* START *
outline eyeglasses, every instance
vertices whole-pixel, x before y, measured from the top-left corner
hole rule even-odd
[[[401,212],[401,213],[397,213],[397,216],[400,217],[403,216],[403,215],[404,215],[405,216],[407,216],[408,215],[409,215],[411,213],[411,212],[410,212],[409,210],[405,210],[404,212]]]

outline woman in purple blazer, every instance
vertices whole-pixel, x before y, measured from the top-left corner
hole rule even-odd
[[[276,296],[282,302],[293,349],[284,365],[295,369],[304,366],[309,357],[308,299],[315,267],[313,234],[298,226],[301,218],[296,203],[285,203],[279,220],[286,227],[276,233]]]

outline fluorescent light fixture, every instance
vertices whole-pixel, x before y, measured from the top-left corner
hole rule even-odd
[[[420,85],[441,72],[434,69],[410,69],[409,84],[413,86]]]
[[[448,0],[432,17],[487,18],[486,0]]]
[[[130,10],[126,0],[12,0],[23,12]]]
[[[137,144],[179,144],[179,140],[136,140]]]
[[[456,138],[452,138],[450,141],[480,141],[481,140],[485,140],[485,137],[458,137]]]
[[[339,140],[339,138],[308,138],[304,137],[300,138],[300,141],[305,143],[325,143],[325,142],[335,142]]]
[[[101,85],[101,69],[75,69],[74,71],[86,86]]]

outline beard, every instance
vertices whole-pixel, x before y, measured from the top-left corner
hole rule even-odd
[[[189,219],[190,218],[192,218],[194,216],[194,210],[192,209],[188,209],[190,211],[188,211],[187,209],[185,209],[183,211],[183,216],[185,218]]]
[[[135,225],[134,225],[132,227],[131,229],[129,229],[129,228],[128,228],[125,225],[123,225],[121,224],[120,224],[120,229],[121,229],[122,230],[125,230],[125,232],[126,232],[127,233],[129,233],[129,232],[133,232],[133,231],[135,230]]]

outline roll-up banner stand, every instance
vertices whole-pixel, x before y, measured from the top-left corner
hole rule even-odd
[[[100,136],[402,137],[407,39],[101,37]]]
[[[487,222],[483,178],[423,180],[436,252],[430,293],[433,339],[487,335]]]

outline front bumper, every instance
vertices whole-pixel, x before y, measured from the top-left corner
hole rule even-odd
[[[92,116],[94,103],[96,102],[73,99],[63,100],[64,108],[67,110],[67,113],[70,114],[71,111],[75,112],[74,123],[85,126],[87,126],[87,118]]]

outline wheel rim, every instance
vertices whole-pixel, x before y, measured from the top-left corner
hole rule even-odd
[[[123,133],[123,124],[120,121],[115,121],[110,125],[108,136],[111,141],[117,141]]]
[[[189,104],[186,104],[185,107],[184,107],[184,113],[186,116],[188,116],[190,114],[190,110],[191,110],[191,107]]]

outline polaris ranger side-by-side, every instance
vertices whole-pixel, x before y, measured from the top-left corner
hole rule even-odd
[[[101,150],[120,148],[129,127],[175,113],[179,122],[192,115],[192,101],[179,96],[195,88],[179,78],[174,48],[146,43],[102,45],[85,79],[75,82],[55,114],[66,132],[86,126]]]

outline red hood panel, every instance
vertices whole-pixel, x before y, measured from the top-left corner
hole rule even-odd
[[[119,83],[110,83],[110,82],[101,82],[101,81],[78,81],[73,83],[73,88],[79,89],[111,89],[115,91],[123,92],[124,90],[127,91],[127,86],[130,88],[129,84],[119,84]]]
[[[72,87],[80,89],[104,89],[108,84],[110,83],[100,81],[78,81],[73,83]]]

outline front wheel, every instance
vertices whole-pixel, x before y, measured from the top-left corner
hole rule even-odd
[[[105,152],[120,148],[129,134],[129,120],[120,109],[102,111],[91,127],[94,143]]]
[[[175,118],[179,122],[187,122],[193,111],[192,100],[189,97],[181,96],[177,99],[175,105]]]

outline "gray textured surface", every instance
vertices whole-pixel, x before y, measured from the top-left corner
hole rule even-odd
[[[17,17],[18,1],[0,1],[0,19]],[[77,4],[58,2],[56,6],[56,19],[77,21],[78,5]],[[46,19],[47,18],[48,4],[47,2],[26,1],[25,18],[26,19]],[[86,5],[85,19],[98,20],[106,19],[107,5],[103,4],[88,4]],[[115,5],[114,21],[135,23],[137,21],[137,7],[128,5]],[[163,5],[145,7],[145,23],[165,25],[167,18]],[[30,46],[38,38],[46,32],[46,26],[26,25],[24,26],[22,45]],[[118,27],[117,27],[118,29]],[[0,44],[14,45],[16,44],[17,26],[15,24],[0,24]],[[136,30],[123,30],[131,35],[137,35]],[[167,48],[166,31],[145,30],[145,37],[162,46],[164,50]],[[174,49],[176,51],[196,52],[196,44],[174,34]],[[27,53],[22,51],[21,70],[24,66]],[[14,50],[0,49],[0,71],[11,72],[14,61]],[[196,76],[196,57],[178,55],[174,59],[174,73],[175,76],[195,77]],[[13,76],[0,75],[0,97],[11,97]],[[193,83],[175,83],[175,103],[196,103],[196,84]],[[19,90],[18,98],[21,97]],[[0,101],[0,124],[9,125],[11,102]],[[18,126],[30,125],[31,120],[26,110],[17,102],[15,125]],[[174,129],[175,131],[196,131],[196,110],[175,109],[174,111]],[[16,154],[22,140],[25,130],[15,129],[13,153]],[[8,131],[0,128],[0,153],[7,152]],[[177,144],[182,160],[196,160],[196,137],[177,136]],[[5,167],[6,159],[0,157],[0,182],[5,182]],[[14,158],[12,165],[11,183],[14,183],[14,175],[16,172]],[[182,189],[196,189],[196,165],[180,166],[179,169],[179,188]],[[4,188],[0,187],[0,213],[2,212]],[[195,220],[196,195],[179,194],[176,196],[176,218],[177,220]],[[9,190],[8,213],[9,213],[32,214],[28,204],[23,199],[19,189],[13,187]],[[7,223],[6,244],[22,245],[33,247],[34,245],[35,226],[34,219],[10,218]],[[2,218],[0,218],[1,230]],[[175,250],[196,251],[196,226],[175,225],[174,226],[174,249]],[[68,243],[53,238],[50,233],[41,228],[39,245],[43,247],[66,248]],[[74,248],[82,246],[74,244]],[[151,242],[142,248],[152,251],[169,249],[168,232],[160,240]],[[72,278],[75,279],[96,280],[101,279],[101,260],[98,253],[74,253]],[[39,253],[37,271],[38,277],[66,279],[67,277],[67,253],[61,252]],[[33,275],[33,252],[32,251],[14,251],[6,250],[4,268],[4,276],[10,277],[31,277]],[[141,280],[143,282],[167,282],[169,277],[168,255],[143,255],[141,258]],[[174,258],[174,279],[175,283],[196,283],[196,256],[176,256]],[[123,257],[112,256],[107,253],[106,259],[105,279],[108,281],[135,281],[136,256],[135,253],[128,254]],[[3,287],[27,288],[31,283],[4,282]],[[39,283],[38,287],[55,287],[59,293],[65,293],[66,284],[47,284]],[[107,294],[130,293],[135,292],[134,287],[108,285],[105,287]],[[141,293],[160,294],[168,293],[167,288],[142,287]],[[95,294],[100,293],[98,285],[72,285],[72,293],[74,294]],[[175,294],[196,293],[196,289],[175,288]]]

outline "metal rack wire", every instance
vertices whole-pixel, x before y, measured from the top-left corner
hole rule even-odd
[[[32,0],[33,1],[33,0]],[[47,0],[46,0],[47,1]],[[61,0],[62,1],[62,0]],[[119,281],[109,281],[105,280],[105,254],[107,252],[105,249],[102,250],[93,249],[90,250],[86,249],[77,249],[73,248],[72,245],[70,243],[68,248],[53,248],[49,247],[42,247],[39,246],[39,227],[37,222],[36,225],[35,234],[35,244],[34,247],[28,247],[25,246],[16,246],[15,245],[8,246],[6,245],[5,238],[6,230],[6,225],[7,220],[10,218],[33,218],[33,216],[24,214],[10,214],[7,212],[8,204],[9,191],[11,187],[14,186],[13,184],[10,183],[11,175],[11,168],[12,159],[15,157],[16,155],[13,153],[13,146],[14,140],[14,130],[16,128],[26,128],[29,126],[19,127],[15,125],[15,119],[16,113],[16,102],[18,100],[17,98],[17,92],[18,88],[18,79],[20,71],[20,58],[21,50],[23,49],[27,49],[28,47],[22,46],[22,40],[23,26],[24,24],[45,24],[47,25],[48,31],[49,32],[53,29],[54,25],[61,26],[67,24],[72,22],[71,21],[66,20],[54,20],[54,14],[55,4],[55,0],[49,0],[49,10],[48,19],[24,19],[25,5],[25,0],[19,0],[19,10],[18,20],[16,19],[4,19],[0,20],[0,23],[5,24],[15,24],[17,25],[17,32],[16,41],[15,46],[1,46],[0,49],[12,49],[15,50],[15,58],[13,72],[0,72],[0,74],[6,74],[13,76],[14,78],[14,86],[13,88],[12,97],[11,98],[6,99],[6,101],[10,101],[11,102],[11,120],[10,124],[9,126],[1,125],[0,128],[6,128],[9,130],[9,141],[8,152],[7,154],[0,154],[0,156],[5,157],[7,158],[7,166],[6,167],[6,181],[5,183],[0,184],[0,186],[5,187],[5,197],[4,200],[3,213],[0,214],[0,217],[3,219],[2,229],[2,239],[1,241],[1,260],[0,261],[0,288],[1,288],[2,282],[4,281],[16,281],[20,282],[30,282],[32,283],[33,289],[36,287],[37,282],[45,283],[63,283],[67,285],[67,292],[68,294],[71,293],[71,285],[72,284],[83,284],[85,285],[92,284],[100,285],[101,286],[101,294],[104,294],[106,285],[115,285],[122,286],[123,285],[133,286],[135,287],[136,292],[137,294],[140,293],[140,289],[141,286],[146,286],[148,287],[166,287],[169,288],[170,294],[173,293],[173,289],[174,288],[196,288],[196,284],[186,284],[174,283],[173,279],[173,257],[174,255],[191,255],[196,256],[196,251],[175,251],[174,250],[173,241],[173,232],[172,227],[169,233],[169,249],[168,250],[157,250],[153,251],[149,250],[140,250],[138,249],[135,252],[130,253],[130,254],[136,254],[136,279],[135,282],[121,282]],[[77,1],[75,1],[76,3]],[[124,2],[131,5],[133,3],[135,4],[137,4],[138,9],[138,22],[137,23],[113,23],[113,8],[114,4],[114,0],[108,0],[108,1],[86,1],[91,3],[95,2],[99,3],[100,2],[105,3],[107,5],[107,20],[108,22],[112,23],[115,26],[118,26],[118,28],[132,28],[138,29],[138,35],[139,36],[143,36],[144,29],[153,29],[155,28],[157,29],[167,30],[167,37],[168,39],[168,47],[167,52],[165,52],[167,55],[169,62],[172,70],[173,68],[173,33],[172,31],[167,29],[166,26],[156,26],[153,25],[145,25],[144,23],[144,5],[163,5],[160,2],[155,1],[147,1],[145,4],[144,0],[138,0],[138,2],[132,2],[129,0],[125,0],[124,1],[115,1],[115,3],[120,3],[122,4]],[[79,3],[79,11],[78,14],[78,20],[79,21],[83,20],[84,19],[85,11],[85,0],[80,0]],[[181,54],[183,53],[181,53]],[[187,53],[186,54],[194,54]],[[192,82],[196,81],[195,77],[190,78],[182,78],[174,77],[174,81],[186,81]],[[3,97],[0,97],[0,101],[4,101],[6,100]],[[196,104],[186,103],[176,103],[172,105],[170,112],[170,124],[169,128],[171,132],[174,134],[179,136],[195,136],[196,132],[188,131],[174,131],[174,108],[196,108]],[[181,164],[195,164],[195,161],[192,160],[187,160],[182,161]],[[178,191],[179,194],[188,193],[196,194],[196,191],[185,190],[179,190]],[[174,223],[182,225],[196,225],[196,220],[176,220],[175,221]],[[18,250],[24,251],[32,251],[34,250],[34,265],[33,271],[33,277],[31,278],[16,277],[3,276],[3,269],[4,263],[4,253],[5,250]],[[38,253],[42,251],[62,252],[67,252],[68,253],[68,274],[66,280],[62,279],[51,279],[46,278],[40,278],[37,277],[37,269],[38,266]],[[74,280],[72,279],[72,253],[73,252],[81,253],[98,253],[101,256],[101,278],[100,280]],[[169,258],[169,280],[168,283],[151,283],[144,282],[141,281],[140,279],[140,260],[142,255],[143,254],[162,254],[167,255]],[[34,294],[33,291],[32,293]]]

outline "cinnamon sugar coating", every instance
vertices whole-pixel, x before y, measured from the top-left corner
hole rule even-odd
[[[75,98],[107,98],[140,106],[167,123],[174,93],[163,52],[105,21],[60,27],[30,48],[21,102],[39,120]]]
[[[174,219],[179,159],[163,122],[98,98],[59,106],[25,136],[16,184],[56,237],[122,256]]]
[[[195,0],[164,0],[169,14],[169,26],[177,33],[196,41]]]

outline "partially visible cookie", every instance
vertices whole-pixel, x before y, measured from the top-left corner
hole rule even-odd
* END *
• Task details:
Rewrite the records starting at the line containing "outline woman in" and ending at the line containing "[[[101,85],[101,69],[75,69],[74,71],[86,86]]]", with both of those lines and all requests included. Shift every vertex coordinate in the answers by adding 117, and give only these lines.

• Response to the exercise:
outline woman in purple blazer, every instance
vertices whole-pixel, x before y, measured from the top-left corner
hole rule even-odd
[[[393,413],[399,419],[410,466],[401,482],[412,486],[421,483],[426,474],[425,416],[432,384],[430,351],[415,343],[418,335],[413,320],[402,320],[396,337],[403,344],[393,350]]]

outline fluorescent light fixture, every instance
vertices whole-pixel, x before y, measured from the top-left corner
hole rule even-odd
[[[537,202],[558,189],[551,186],[527,186],[526,201],[530,203]]]
[[[565,117],[549,134],[604,135],[603,117]]]
[[[247,127],[243,117],[129,117],[140,129]]]
[[[254,261],[296,261],[296,257],[253,257]]]
[[[573,255],[569,255],[567,258],[597,258],[598,257],[602,257],[602,254],[575,254]]]
[[[456,257],[456,255],[425,255],[421,254],[417,255],[417,258],[422,260],[442,260],[442,259],[452,259]]]
[[[218,202],[218,186],[192,186],[191,188],[203,203]]]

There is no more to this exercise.